Rewrite all the data below with every "innermost" changed to "central", leaving everything else the same.
--
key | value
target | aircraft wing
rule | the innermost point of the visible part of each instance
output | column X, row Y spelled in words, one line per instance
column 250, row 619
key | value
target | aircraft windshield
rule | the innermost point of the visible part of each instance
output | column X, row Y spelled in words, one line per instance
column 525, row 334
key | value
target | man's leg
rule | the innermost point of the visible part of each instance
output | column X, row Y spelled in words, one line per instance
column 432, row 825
--
▶ TASK SOLUTION
key | value
target | aircraft wing
rule | the central point of the visible part of each instance
output | column X, row Y spelled in words, one line per instance
column 250, row 619
key | value
target | aircraft windshield
rule | the central point of the visible part of each instance
output | column X, row Y spelled in words, one line per instance
column 525, row 334
key | value
target | man's leg
rule | the central point of the visible part of each instance
output | column X, row Y spelled in words, one line per instance
column 432, row 825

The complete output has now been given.